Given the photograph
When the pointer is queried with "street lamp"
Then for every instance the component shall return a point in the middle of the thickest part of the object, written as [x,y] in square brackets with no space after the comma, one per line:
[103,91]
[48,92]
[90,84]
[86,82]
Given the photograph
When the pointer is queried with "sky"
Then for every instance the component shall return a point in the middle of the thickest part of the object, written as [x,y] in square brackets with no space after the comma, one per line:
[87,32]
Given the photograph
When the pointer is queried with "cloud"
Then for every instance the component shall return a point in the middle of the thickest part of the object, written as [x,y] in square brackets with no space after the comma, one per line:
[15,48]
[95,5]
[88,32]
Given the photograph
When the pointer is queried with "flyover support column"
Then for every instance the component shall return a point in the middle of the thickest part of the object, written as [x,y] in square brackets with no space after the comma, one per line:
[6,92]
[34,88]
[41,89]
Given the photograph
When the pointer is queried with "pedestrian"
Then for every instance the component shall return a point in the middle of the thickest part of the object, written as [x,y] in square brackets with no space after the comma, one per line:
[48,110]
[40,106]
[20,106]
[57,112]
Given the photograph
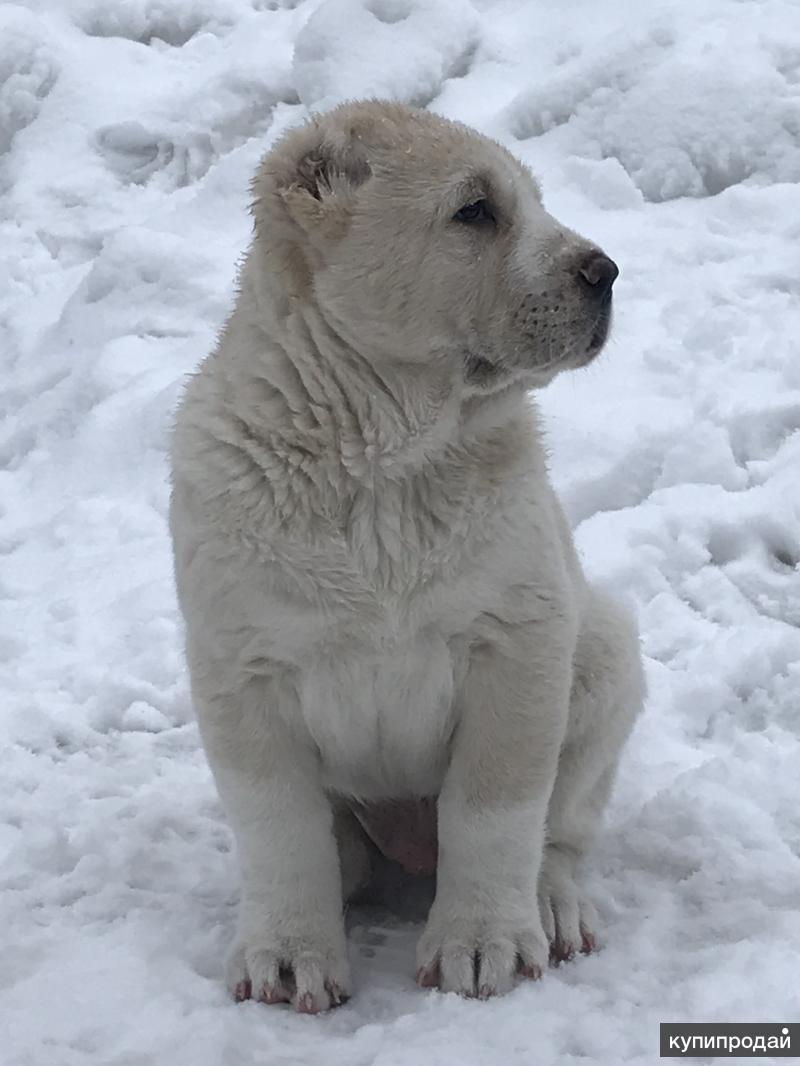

*REQUIRED WORK*: Count the lines in the listing above that include the word "queried". Reply with the number only.

*SOLUTION TO THE PROBLEM*: 5